** start **

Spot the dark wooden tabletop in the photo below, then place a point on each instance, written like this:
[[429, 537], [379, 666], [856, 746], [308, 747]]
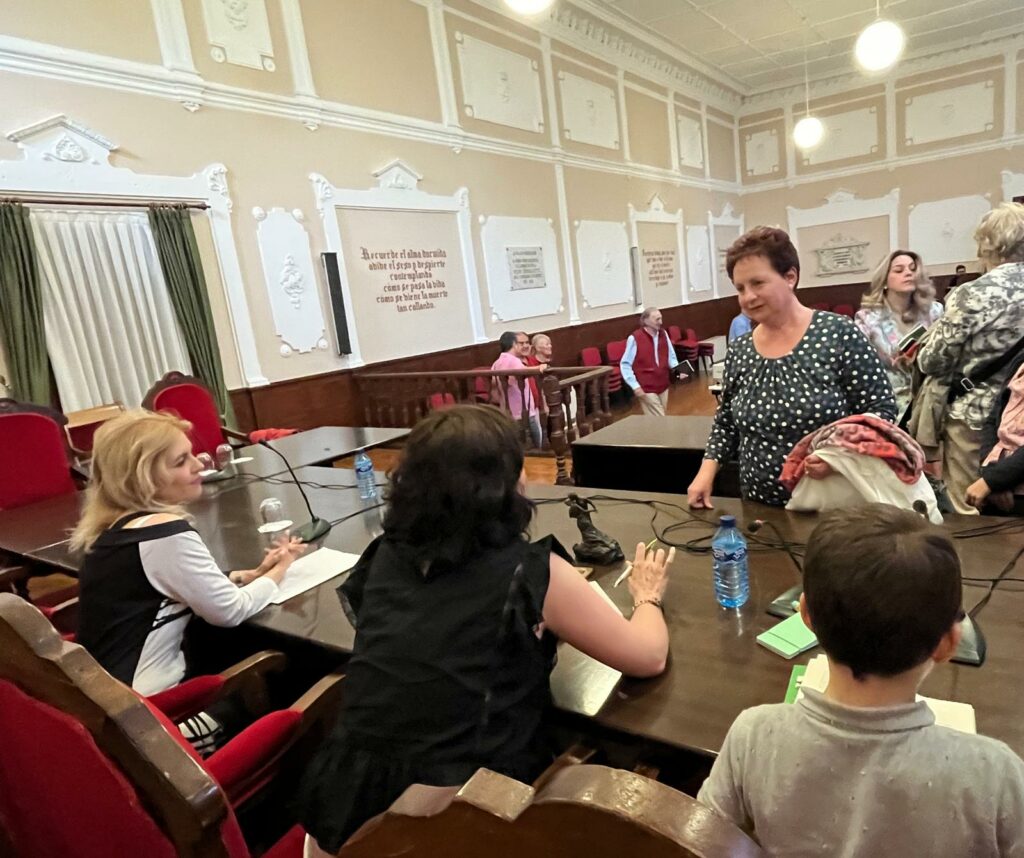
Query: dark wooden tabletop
[[643, 430], [314, 446], [716, 668]]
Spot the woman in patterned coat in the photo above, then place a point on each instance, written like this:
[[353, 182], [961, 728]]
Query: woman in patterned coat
[[982, 322]]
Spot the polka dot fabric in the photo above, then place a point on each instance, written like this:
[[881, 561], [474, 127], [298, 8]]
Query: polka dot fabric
[[768, 404]]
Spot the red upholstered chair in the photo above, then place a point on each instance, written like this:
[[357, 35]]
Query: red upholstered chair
[[35, 460], [192, 400], [90, 769]]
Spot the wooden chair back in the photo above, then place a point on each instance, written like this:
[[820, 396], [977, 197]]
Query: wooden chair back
[[580, 812], [88, 768]]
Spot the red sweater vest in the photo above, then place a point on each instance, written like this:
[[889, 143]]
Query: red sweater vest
[[653, 378]]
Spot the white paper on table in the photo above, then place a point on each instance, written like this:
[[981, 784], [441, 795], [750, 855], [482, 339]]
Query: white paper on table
[[311, 570], [580, 683], [947, 713]]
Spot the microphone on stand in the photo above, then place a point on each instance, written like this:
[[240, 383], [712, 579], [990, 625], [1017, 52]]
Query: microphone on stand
[[317, 527]]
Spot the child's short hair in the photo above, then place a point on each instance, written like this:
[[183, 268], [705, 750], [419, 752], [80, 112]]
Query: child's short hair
[[882, 588]]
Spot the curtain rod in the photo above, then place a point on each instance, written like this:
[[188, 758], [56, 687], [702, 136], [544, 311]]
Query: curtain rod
[[113, 204]]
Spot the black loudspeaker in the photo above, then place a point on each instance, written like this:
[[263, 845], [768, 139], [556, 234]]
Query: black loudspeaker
[[337, 302]]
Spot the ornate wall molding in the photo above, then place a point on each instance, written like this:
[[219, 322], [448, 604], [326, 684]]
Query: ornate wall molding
[[396, 189], [655, 213], [520, 255], [291, 280], [603, 256], [239, 33], [93, 176], [842, 206], [500, 85], [942, 230]]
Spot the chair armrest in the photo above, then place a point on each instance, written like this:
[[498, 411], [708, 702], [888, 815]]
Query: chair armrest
[[248, 679]]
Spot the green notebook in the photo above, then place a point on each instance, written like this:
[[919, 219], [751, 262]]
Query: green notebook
[[788, 638]]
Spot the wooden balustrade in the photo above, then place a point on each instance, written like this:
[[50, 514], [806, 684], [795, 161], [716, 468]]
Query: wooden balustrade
[[574, 400]]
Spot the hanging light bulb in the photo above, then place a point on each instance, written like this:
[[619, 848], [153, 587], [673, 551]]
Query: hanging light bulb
[[808, 132], [528, 7], [881, 44]]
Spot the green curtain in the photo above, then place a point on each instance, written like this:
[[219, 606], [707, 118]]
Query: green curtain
[[22, 307], [179, 260]]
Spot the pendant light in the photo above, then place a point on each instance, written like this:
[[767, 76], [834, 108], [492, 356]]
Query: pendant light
[[881, 44], [808, 132], [528, 7]]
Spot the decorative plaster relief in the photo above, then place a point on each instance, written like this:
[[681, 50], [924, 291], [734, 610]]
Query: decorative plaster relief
[[291, 279], [520, 256], [849, 134], [723, 230], [239, 33], [698, 258], [761, 148], [841, 255], [499, 85], [942, 230], [58, 138], [842, 206], [690, 140], [603, 252], [949, 113], [590, 113]]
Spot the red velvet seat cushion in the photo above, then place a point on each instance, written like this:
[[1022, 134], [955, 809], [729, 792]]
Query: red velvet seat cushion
[[188, 698], [251, 752], [59, 796], [194, 403], [33, 460]]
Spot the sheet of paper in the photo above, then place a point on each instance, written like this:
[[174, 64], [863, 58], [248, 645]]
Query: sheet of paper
[[947, 713], [311, 570], [580, 683]]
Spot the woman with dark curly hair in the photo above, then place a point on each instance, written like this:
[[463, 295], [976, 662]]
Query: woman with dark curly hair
[[457, 615], [799, 371]]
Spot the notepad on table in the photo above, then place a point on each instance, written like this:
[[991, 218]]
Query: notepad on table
[[788, 638], [313, 569], [947, 713]]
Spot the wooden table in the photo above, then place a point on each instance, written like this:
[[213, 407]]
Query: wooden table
[[642, 453], [324, 445], [716, 669]]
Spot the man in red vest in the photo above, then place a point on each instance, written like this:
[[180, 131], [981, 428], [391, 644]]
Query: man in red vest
[[648, 361]]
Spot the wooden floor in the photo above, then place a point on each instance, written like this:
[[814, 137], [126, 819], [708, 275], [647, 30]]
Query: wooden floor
[[690, 397]]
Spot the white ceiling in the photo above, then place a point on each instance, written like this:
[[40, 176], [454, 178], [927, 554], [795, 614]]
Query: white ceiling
[[760, 44]]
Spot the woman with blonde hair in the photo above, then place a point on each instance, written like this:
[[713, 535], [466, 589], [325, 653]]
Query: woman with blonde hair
[[146, 570], [900, 298], [982, 324]]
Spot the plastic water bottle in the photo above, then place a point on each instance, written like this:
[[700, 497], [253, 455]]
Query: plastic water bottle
[[732, 580], [365, 476]]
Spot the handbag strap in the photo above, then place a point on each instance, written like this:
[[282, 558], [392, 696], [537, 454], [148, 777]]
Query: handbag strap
[[964, 384]]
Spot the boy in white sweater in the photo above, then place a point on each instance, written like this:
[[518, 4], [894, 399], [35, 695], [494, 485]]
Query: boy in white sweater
[[862, 769]]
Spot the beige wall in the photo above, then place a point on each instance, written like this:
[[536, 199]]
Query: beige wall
[[386, 84]]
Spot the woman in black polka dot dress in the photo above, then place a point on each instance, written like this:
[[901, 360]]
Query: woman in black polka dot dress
[[798, 371]]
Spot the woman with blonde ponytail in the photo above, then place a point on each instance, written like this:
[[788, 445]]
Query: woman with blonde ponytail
[[146, 570]]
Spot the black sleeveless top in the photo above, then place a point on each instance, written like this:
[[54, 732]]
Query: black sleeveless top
[[450, 673]]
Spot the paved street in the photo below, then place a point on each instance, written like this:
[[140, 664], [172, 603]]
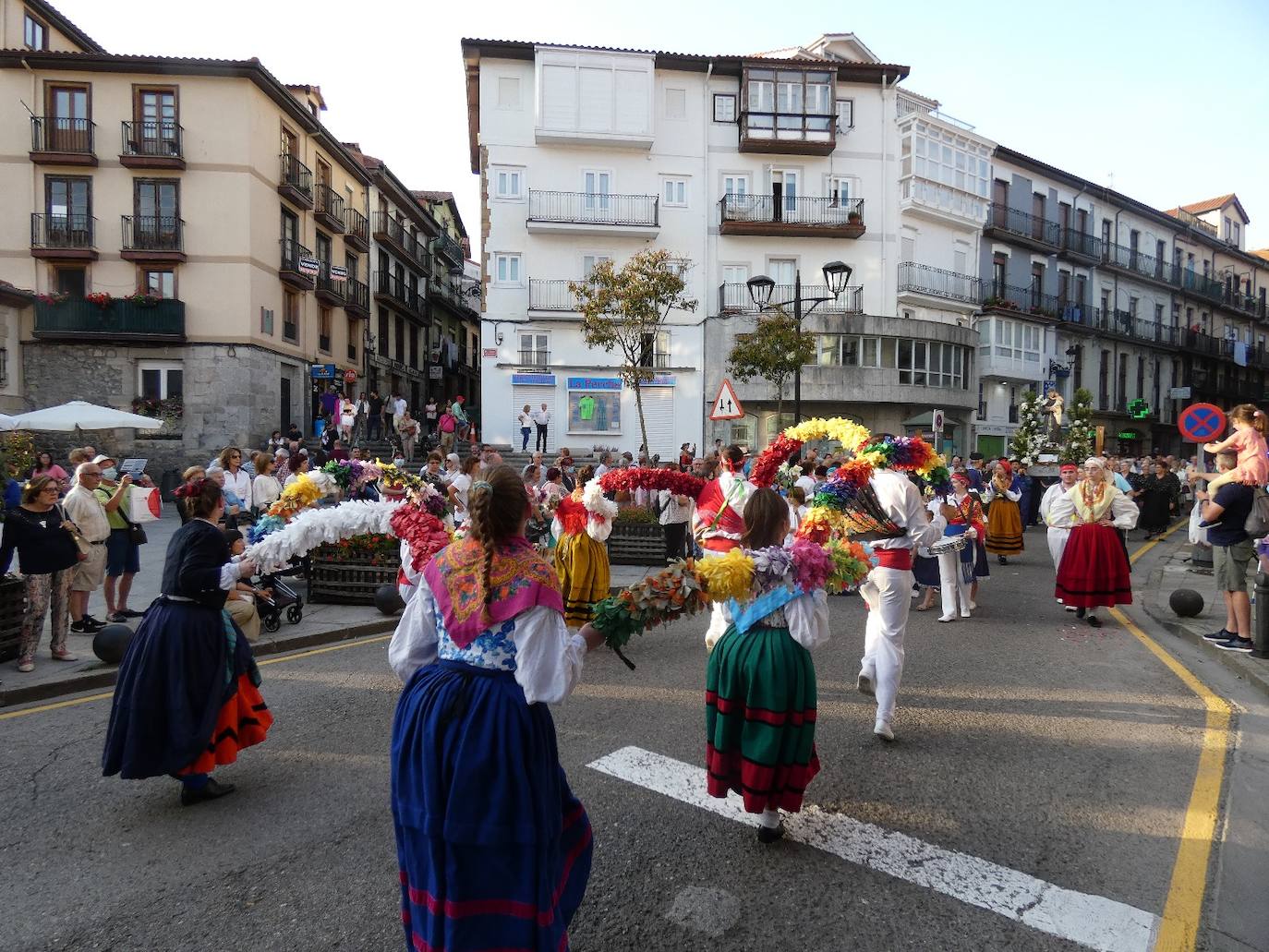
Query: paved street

** end **

-- Objective --
Reproduce the items from the line containing "Spot the wooden floor" through the end of the items, with "woman" replaced by "girl" and nothing else altered. Leave the pictures out of your answer.

-- Answer to this problem --
Spot the wooden floor in the photo above, then place a point on each instance, written like this:
[[814, 137], [126, 819], [708, 275], [647, 30]]
Query: wooden floor
[[690, 397]]
Spot the white ceiling in the photo above, then place a point on each instance, written like this:
[[40, 176], [454, 178], [927, 554], [795, 614]]
Query: white ceiling
[[760, 44]]
Spot the girl with blonde hair in the photo above, then place a point on each instance, written like this:
[[713, 535], [466, 589], [325, 653]]
Query: girl with blonde hair
[[146, 570], [900, 298], [982, 324]]
Spot the plastic water bottle in the photo above, then place a point on each instance, written like this:
[[700, 497], [253, 455]]
Query: plastic water bottle
[[732, 580], [365, 476]]
Spot the handbag strap in the photo above, then place a point on each instance, written like this:
[[282, 558], [392, 696], [537, 454], [148, 777]]
Query: handbag strap
[[964, 384]]
Spot the boy in white sweater in the photo above, then place a point on each instance, written like this:
[[518, 4], [894, 399], [35, 695], [494, 485]]
Query: boy in white sweater
[[862, 769]]
Spot the beige wall in the photo above, then place a point on each instance, written like this:
[[536, 199]]
Query: beige wall
[[386, 84]]
Spot the girl in black polka dot dress in the photo above, then place a point on each instance, written like this:
[[901, 360]]
Query: girl in black polka dot dress
[[798, 371]]
Spot the girl with blonde ponytail in the photo above, then place a point on each instance, written like this:
[[788, 445]]
Query: girl with blonde ponytail
[[146, 570]]
Spot the black sleeveless top in the photo above, then place a point on each instance, written like this:
[[54, 732]]
Query: black sleeveless top
[[450, 673]]
Spot the paved street in the photo below, then place a point on each instance, written like this:
[[140, 664], [172, 603]]
Query: paved street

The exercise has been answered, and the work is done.